--- start of Record extracts ---

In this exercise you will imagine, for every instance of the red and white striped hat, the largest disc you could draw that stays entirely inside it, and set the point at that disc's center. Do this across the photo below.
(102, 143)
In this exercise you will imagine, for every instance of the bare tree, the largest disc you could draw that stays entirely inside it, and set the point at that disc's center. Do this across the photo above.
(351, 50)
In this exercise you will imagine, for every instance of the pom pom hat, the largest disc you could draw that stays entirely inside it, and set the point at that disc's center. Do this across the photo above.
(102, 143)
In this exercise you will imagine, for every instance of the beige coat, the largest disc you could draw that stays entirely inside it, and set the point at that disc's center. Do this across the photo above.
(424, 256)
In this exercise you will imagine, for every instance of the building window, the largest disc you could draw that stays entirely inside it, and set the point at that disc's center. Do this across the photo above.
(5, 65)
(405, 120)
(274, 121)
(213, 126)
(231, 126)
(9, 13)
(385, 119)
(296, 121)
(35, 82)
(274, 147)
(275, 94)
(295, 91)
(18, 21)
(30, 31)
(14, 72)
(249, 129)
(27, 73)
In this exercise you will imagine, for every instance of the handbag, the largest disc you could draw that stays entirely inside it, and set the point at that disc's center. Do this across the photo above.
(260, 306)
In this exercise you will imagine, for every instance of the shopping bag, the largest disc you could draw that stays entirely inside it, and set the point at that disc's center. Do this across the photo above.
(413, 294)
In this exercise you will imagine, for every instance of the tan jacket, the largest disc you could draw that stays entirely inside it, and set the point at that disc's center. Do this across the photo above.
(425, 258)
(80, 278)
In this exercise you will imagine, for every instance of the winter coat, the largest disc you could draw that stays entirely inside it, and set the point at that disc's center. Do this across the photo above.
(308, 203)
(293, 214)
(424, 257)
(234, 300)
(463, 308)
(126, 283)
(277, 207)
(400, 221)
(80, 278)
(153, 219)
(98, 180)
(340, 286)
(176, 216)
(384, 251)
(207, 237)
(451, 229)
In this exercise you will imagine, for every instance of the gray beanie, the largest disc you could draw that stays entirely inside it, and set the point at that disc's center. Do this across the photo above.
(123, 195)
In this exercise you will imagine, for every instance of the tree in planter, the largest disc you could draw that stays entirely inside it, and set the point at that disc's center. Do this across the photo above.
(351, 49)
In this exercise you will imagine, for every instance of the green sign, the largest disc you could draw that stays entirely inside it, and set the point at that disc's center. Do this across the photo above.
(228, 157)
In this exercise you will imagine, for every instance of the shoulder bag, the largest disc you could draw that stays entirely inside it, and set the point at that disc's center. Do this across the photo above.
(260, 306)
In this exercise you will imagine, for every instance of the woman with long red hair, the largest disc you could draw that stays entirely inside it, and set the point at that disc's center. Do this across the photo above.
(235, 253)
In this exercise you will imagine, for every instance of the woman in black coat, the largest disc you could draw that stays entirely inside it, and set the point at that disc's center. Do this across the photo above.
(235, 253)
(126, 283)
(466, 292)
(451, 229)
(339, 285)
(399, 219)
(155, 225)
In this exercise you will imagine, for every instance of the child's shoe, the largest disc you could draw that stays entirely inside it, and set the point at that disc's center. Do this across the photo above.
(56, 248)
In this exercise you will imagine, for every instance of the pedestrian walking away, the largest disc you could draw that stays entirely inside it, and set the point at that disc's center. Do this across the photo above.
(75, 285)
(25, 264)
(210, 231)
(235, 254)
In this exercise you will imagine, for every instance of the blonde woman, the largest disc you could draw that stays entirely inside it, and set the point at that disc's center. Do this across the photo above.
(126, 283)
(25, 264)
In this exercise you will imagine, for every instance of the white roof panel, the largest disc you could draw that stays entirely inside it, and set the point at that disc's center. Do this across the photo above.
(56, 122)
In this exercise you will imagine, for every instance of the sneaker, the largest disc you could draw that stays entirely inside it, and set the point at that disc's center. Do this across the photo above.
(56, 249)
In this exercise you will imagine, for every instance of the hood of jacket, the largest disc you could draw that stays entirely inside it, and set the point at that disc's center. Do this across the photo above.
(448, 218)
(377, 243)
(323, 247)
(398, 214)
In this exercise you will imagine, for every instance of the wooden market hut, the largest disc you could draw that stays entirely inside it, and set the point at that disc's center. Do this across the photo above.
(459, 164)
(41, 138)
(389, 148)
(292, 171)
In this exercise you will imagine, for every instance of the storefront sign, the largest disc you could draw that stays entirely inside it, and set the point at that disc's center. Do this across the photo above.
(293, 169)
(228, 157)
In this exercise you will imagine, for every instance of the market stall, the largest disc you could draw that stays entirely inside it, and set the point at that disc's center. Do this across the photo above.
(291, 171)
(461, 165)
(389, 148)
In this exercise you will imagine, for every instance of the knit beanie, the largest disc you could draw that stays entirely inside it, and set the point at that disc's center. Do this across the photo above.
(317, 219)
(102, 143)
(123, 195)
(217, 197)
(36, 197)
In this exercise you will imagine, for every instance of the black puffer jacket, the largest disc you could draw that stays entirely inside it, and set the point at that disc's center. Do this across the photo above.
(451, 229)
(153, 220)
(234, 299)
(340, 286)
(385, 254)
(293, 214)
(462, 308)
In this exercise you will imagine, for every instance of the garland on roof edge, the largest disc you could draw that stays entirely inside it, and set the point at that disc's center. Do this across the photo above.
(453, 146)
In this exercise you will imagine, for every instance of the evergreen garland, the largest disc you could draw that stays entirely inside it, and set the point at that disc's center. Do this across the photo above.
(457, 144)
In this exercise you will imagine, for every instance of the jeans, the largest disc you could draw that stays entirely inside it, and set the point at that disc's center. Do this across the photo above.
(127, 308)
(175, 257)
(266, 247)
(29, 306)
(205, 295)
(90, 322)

--- end of Record extracts ---

Goal> Print the listing above again in full, word for word and line for line.

The response>
In this exercise you will imagine, for every instance of the red and white striped hat, the largest disc you could draw that stays entirely inside it, and set the point at that disc's center. Do this across the photo below.
(102, 143)
In this exercise you will imagine, for every instance of the bare tree, the largest disc you could draw that stays entirely inside it, and set the point at that disc's center. Do this across the photo above.
(351, 50)
In this exercise you will imagine, for every instance of the pom pom hat, the largest disc you could draw that stays entirely inside it, and set the point at that disc's center. Do this across the photo above.
(102, 143)
In this exercise you will imagine, for every instance of the beige coat, the largest disc you could draw that stays entirely inside it, and set the point at that disc's center. Do this across the photo above.
(424, 256)
In this exercise you will imagine, for every instance of the building window, the largest disc you could draw that stays entirely inside it, and set the point at that disc's center. Do this across the photo above.
(5, 65)
(405, 120)
(274, 121)
(213, 126)
(231, 126)
(9, 13)
(385, 119)
(296, 121)
(35, 82)
(274, 147)
(275, 94)
(295, 91)
(18, 21)
(30, 31)
(14, 72)
(249, 129)
(27, 73)
In this exercise you will imagine, for every instance of the handbag, the largest disc you could draw that stays entirely inside it, and set the point at that disc's center. Do this across the photo above.
(260, 306)
In this exercise you will imagine, for every instance of the shopping bag, the largest disc you could draw that stays entirely inside it, and set the point at that disc's center. Do this across the photo above.
(413, 294)
In this exercise you will imagine, for every instance of the tan jacket, the largest disc you could draw that stays entirely inside it, and set the point at that disc's center. Do this across the photo above.
(425, 258)
(80, 278)
In this exercise you will imagine, for every instance of the winter coat, the largest disc you could draw that stays entirely inside it, and set the point at that disc's center. Do this across the photo above.
(308, 203)
(293, 214)
(424, 257)
(234, 300)
(463, 308)
(126, 283)
(277, 207)
(400, 221)
(80, 278)
(153, 219)
(98, 180)
(340, 286)
(176, 216)
(384, 251)
(207, 237)
(451, 229)
In this exercise you will imagine, for every instance of the gray beanie, the largest disc you could draw that stays entirely inside it, and set the point at that disc's center. Do this across the photo above.
(123, 195)
In this exercise you will imagine, for every instance of the tree in planter, the largest disc you could draw that stays entirely inside it, and set the point at that disc's center. Do this across the photo above.
(351, 49)
In this exercise you will imagine, for every instance of the green sign, the largest disc you could draw that stays entirely inside it, and set the point at that disc's center. Do this across the photo above.
(228, 157)
In this exercise you will imagine, for every instance of the shoulder bag, the largest disc you could draw that stays entirely inside it, and set the point at that disc's center. Do this across the photo above.
(260, 306)
In this exercise you will imagine, for every instance of the woman with long red hair, the largest disc you could draw that stays entirely inside it, and set the point at that disc's center. Do this across the photo above.
(235, 253)
In this exercise you will imagine, for every instance of the woman in black coat, the largest disc you could draw that stays entirely inside it, and set the point at that disc's center. Do this across the photo above.
(235, 253)
(126, 283)
(466, 292)
(451, 229)
(339, 285)
(399, 219)
(155, 225)
In this exercise you will imagine, for every instance of the child's shoe, the largest disc you could draw that stays entirely inside it, and set the point at that disc's center. Do this across the photo above.
(56, 248)
In this exercise you will imagine, for every instance of the pedestrian walking away, the largest disc you could draw that stays entirely inside it, and set the point at that disc's center. Do this across the photo above.
(75, 285)
(25, 264)
(210, 231)
(235, 254)
In this exercise you will imagine, for every instance of the blonde woman, the largest disc you could draw that stays entirely inside it, and set the point at that disc's center. Do this across the photo above.
(126, 283)
(25, 264)
In this exercise you will imagine, for every instance of the white roof panel, the largest disc you could draw that stays entirely inside it, and set the point at that disc's center. Do this across the photo above.
(56, 122)
In this exercise you will imagine, for every instance of the sneaker, the largest disc you could draw that stays entirely inside it, and set the point at that disc's center. Do this across the photo above.
(56, 249)
In this exercise you will imagine, for every instance of the hood of jacket, the largest disc you could draw that stays entirely inside it, and set the point at that disc's center. Do this across the photo above.
(448, 218)
(377, 243)
(323, 247)
(398, 214)
In this exercise you will imagine, for every instance of the wooden market hut, the largest disc you could draw that stays entirely inside it, and set the point at that disc's center. Do this across the photo above.
(459, 164)
(41, 138)
(389, 148)
(292, 171)
In this exercise you will imagine, for every instance of the storefront sign, the largest disc you could draw that stays entirely inside it, and set the point at that disc's center. Do this across the photo above.
(293, 169)
(228, 157)
In this exercise you will imagine, for every instance of the market stall, the largest disc you could draw that stays entirely inside it, and set the point at that disc's center. Do this across the photo above.
(291, 171)
(461, 165)
(389, 148)
In this exercise you will imagine, for every instance of the knit beanie, the largest disc you could draw that stays entirely inside it, and set the point at that disc's center. Do this across the photo above.
(317, 219)
(102, 143)
(123, 195)
(217, 197)
(36, 197)
In this exercise you will imagine, for every instance of the black puffer jacket, the largest disc you could draw that stays entirely inside it, and set the point at that disc's center. Do this across the photo above.
(451, 229)
(153, 220)
(234, 299)
(340, 286)
(385, 254)
(293, 214)
(462, 308)
In this exercise you will imagine, for every instance of the garland on roof edge, the largest disc you could draw that stays entirely inside it, and set the point at that disc's center. Do this across the photo above.
(453, 146)
In this exercise you will imagine, for every instance of the evergreen garland, the largest disc you could draw that stays entirely inside it, and set the point at that disc's center. Do this across the photo above.
(457, 144)
In this exercise you will imagine, for every instance of the jeans, the largest disc you could draw that stays entirely inside it, and set the point at that disc's center. Do this across the photo above.
(127, 308)
(175, 257)
(266, 247)
(29, 306)
(205, 295)
(90, 322)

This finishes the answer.